## start Reading passage

Guantanamo Bay, Cuba!!
Not Guantanamo Bay, USA!!
And by the way.................
      This riveting portrait is back in the news, reminding Americans of America's Greatest Generation. The incomparable Norman Rockwell created this masterpiece for the Saturday Evening Post on May 29, 1943. He called it "Rosie the Riveter." It helped America and its allies win World War II. The patriotic Mr. Rockwell was showing how American women replaced the U. S. men in the factories while the men were off fighting the world-domination plans of vile dictators in Germany, Japan, and Italy. This poster was used to raise millions of dollars in war bonds while American women were making vital war machines...tanks, planes, etc...needed to win the war. The reason this poster is back in the news relates to Mary Doyle Keefe. Mary was a 19-year-old telephone operator in Arlington, Vermont in May of 1943 when Norman Rockwell asked her to pose for the portrait. For years thereafter, he apologized for needing to make her look so "bulky."

## end Reading passage
## start Material provided

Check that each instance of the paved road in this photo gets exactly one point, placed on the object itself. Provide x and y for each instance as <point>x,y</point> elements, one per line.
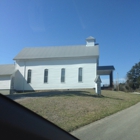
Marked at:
<point>124,125</point>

## end Material provided

**Do this:**
Answer these from the Rosie the Riveter passage:
(a) For which publication did Norman Rockwell create the portrait, and on what date?
(b) What was Mary Doyle Keefe's job when Rockwell asked her to pose?
(c) For years afterward, what did Rockwell apologize to her for?

**Solution for this exercise:**
(a) The Saturday Evening Post, on May 29, 1943.
(b) She was a telephone operator in Arlington, Vermont.
(c) For needing to make her look so "bulky."